_DOCUMENT:_
BEGIN

The
Working Class
Party

A Working Class Alternative To Labour
What is the National debt?

It is the amount of money the government owes to the private sector. At present it stands at around £1200bn. That is
about 75% of the GDP (GDP=what we produce per year).

Who owns the debt?
In the past it was usually held internally, now a third of it is held by foreign  banks.
The Bank of England owns 25% of it.
Other banks and building societies own 10% of it.
Pension funds and insurance companies own 25% of it.
Foreign holdings own 30% of it.
Others, including households, 10%

What is it?
It is more correctly called the Public Sector Net Debt because it is the result of accumulated yearly borrowing by the
government to meet its annual spending requirements.  Government spending, (NHS, defence, social security etc.)  at
present exceeds what the government gets in from taxation.

Is the debt decreasing or increasing?
The debt is increasing because the government is still spending more than it gets in taxes, by about £120bn per year.
(Recently the monthly figures indicated it was around £116bn). That is about 8% of the GDP (just after the crash it
went up to 11%). Government spending has gone down only slightly, but it now represents a smaller proportion of the
GDP as revenues have increased.

Is that level of debt high?
The debt is higher now than it was in 2002, and higher than it was in 1991. If you judge the debt by how big a
percentage of the GDP it represents, then in those years it was lower than it had been since 1912. Between 1916 and
1952 the debt was more than 150% of the GDP.

So if it is lower than it has been for a lot of the century, why does it matter?

END

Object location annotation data

BEGIN

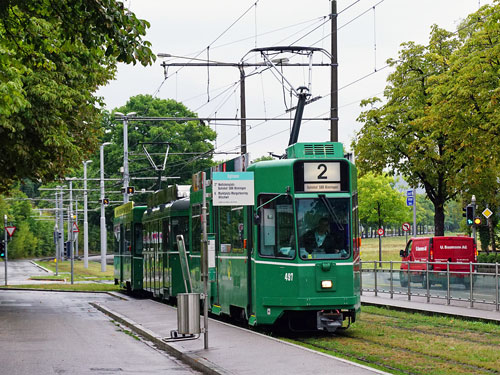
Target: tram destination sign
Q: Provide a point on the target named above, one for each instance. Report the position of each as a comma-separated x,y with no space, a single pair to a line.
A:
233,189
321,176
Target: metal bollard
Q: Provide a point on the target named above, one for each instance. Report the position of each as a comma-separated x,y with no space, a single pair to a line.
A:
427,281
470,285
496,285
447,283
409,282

END
BEGIN

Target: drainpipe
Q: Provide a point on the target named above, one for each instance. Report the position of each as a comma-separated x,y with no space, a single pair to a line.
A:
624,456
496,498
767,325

END
BEGIN

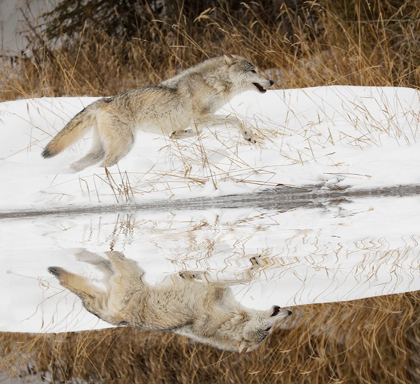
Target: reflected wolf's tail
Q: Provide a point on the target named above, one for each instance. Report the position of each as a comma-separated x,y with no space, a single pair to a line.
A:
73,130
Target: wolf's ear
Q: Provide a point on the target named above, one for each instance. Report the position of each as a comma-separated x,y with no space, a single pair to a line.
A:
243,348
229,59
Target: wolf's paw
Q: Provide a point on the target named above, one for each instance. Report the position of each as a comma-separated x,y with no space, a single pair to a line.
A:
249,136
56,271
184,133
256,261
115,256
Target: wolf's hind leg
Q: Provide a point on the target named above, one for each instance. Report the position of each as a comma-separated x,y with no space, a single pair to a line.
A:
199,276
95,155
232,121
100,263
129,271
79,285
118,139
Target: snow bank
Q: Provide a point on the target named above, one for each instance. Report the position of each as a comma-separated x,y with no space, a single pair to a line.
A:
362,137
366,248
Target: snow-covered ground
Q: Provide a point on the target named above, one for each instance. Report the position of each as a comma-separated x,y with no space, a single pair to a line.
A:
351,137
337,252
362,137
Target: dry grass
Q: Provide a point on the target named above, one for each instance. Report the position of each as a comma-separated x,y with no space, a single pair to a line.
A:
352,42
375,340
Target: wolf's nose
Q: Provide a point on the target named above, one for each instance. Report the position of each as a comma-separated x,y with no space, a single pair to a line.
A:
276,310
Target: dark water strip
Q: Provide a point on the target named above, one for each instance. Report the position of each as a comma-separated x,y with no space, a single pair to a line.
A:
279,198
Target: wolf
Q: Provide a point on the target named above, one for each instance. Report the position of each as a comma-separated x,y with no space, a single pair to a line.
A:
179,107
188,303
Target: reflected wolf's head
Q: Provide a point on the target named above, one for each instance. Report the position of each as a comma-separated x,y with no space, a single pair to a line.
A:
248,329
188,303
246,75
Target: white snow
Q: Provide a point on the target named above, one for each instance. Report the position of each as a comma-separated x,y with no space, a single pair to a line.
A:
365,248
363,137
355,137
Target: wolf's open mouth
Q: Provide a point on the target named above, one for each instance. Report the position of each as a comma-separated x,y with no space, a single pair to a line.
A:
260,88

END

_WHAT THIS EXERCISE ASKS:_
1. In the national debt text, what share of the debt does the Bank of England own?
2. Resume the national debt text from the point where it stops.

_RESULTS FOR EACH TASK:_
1. 25%

2.
It is harder for the UK to borrow at good rates than it was then. In 1952 Britain received a large loan from the USA (to
pay for the cost of fighting the war against Nazi Germany, which we have only just paid off). That is not likely now, as
America too is in debt. The global crash means that it is harder to borrow, especially for the UK which has a higher
debt to GDP ratio than many other countries, and the 4th largest debt by amount in the world. Everyone, including the
private sector, is in debt and so there is less saving, and so the government cannot sell its bonds (IOUs with interest) as
easily (another disadvantage of keeping one third of the population in poverty is that they can't buy government bonds).
Interest rates might go up suddenly and that would have a disastrous affect on the government's ability to spend.
Repayments now cost £48bn per year, half as much as the NHS.
It matters also because the government is already having to borrow to meet its spending; if interest rates went up we
would get rapidly deeper into debt.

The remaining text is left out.